> [Consigne 1]
Comptez les lignes des enregistrements ci-dessous qui contiennent la chaîne « racing », puis donnez ce nombre et rien d'autre.

D’autres segments d’activité du marché sont touchés, comme le Second Marché (2) qui, après avoir explosé en 2020 et 2021, « est revenu sur terre » en 2022. Ainsi des chiffres de GoDaddy : +69% en 2020/2021 et seulement +6% en 2021/2022 en comptant l’activité apportée par Dan.com. Une étude focalisée sur les noms déposés dans les gTLDs en format IDN (c’est-à-dire en langages naturels) montre aussi (3) que ces TLDs sont à la peine. Et l’étude ignore les IDN – ccTLDs, qui suivent des pentes identiques.
Face à ce ralentissement, qui n’est pas encore une récession mais pourrait le devenir compte tenu de la situation internationale, certains grands acteurs ont déjà pris des dispositions. Tandis que Verisign peut paisiblement augmenter ses tarifs de 7%, GoDaddy se sépare de 8% de ses collaborateurs comme cela lui est déjà arrivé à plusieurs reprises (4).
Une autre approche, plus positive, pourrait cependant être esquissée : avoir réussi à maintenir en 2022 des stocks constitués pendant les fortes hausses de 2020/2021 tenait de la gageure. Cela signifie que les inévitables vagues de suppressions consécutives aux dépôts plus élevés que la normale de 2020/2021 ont pu être absorbées par la plupart des acteurs. Certains sont très légèrement en perte de stock, mais la plupart s’en tirent avec des taux de croissance situés entre 0% et 5%. Les créations ont pu être moins vigoureuses que dans les deux années précédentes, mais elles ont malgré tout été probablement supérieures, dans la plupart des cas, aux niveaux de 2018/2019. Comme l’indiquait l’auteur de l’article sur le Second Marché, il s’agit d’un « retour sur terre » bien plus que d’une véritable crise.

> [Consigne 2]
Reproduisez à l'identique le passage du texte ci-dessus sur le marché des noms de domaine qui commence à « Face à ce ralentissement, qui » et se termine à « plusieurs reprises (4). ».

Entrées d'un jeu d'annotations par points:
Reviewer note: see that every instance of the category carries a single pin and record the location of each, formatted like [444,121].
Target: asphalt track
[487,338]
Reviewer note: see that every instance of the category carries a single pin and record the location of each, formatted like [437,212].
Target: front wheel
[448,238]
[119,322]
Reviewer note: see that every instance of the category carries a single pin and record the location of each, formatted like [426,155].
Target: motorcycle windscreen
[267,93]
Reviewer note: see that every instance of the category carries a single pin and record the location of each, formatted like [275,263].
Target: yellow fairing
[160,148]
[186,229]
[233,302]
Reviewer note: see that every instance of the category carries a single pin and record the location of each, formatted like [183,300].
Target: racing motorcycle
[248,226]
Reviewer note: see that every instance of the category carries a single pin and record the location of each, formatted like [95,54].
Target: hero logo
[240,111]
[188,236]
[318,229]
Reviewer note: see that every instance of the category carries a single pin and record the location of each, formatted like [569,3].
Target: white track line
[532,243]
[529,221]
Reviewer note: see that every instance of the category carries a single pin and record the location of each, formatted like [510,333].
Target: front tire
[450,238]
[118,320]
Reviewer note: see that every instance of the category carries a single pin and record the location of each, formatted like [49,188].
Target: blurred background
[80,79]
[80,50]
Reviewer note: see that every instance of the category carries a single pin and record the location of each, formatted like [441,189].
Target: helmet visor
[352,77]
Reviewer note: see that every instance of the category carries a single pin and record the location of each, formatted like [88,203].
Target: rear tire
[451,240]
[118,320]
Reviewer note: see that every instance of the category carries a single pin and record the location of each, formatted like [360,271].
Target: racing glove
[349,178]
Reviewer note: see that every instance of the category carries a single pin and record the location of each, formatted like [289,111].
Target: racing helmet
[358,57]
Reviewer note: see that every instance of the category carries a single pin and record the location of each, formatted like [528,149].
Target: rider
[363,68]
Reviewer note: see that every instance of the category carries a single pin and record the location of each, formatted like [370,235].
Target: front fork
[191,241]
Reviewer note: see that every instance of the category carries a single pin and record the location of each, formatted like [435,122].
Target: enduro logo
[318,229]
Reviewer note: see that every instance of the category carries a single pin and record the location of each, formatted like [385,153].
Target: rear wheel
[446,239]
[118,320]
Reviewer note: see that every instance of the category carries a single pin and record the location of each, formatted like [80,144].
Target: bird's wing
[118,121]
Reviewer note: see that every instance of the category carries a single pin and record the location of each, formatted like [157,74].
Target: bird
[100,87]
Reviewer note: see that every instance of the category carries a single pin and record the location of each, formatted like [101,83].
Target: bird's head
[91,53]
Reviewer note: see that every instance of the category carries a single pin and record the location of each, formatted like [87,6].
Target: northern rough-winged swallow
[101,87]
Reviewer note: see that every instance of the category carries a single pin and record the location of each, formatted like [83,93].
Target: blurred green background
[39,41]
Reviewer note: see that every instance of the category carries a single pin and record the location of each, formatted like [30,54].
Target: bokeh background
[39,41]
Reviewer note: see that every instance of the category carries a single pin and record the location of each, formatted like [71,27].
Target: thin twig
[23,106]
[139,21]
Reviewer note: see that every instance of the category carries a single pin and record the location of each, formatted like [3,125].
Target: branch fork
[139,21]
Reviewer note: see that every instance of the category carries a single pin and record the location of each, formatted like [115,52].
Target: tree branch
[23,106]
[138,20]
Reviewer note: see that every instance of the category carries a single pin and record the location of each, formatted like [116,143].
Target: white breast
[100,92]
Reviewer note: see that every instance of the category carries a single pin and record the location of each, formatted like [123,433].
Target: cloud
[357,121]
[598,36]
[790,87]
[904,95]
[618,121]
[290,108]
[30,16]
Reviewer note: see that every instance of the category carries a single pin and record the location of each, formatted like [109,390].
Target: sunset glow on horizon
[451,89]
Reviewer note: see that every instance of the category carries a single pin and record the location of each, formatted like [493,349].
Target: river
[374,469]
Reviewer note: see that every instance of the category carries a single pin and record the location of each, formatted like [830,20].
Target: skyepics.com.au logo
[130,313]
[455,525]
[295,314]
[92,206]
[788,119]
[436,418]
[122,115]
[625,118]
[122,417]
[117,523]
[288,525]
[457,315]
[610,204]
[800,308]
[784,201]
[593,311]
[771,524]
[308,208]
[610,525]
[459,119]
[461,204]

> [Corrigé 1]
3

> [Corrigé 2]
Face à ce ralentissement, qui n’est pas encore une récession mais pourrait le devenir compte tenu de la situation internationale, certains grands acteurs ont déjà pris des dispositions. Tandis que Verisign peut paisiblement augmenter ses tarifs de 7%, GoDaddy se sépare de 8% de ses collaborateurs comme cela lui est déjà arrivé à plusieurs reprises (4).